**Exercise brief:** From the material below, pull out every line that contains the string "shirt" and copy each one unchanged, treating uppercase and lowercase as different.

**Given records:**
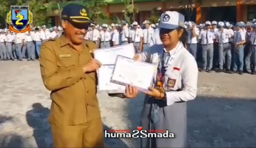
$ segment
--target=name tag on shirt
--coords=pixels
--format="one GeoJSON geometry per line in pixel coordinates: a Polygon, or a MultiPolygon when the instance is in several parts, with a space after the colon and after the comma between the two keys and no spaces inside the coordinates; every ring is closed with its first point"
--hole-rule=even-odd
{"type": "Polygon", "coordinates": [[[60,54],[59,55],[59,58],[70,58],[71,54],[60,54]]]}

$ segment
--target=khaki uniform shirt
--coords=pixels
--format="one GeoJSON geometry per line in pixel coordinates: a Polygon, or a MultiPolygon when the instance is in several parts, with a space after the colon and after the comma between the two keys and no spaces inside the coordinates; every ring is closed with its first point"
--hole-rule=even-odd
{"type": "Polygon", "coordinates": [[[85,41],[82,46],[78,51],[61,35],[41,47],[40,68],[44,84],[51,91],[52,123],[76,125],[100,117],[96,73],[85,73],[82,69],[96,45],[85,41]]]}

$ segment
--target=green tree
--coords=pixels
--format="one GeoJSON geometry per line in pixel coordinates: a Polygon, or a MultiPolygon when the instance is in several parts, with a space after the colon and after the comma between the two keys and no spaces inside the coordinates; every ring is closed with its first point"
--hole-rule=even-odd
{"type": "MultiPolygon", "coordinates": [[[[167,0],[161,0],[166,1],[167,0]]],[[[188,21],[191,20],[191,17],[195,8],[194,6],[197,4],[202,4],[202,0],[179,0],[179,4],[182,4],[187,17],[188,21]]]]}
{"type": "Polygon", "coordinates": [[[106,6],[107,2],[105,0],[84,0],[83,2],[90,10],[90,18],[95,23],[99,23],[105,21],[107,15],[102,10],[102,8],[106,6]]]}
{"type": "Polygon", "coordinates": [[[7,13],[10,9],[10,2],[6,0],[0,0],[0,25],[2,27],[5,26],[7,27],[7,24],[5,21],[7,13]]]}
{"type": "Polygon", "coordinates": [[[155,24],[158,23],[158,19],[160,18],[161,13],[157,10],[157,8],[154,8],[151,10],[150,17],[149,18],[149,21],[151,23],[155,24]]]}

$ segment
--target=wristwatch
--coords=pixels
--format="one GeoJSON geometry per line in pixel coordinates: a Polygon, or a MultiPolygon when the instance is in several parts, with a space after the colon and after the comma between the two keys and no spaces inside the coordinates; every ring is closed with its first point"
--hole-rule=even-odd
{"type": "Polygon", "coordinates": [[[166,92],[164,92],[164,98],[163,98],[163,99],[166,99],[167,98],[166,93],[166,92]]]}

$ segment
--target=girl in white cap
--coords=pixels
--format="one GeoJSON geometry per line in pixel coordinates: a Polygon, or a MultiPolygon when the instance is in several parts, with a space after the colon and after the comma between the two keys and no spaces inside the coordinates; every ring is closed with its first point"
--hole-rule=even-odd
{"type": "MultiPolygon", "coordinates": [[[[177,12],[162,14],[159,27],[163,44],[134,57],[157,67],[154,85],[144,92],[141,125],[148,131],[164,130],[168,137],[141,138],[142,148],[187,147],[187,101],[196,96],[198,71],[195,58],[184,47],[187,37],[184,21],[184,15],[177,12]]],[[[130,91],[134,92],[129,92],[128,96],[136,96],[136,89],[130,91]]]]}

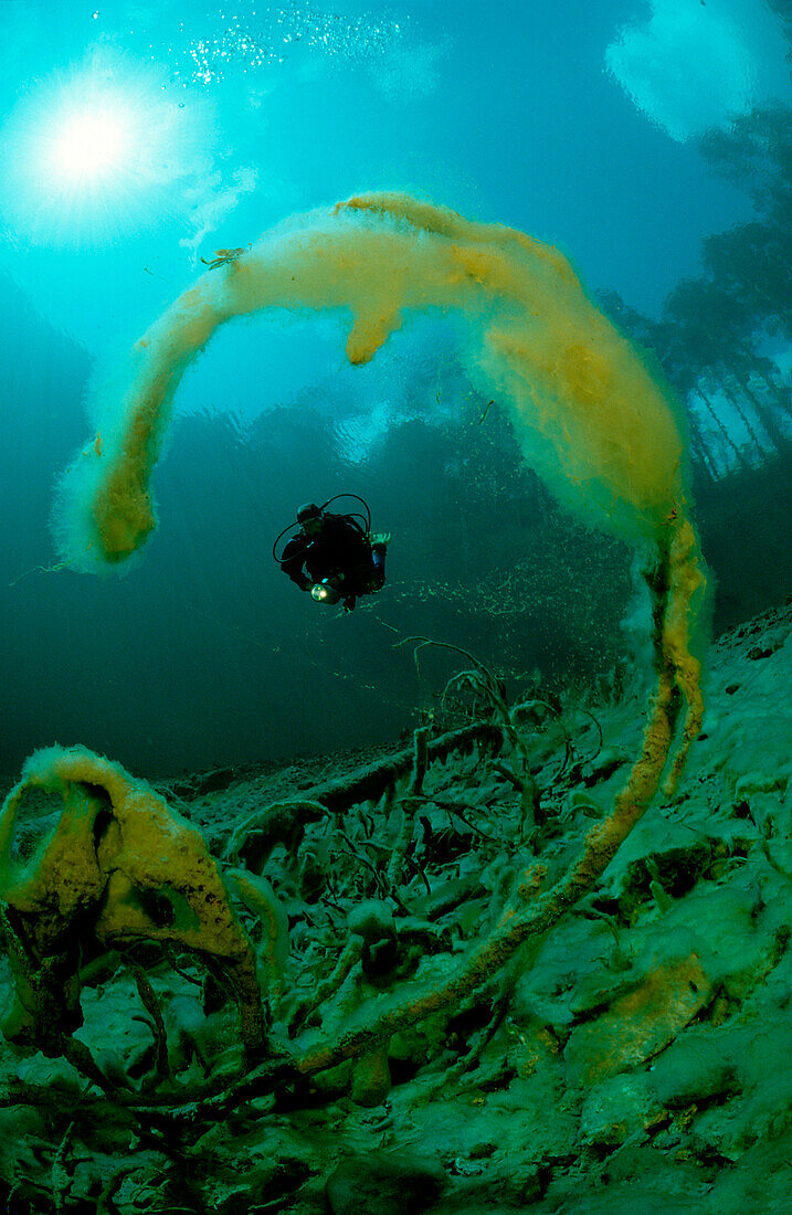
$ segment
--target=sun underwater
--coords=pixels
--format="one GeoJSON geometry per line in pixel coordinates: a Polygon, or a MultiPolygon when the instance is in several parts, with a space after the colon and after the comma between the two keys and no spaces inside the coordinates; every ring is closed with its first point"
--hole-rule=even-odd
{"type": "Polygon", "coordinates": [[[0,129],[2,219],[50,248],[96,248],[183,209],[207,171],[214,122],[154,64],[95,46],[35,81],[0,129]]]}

**Result of the exercise:**
--target=name tag on shirt
--target=khaki uniform shirt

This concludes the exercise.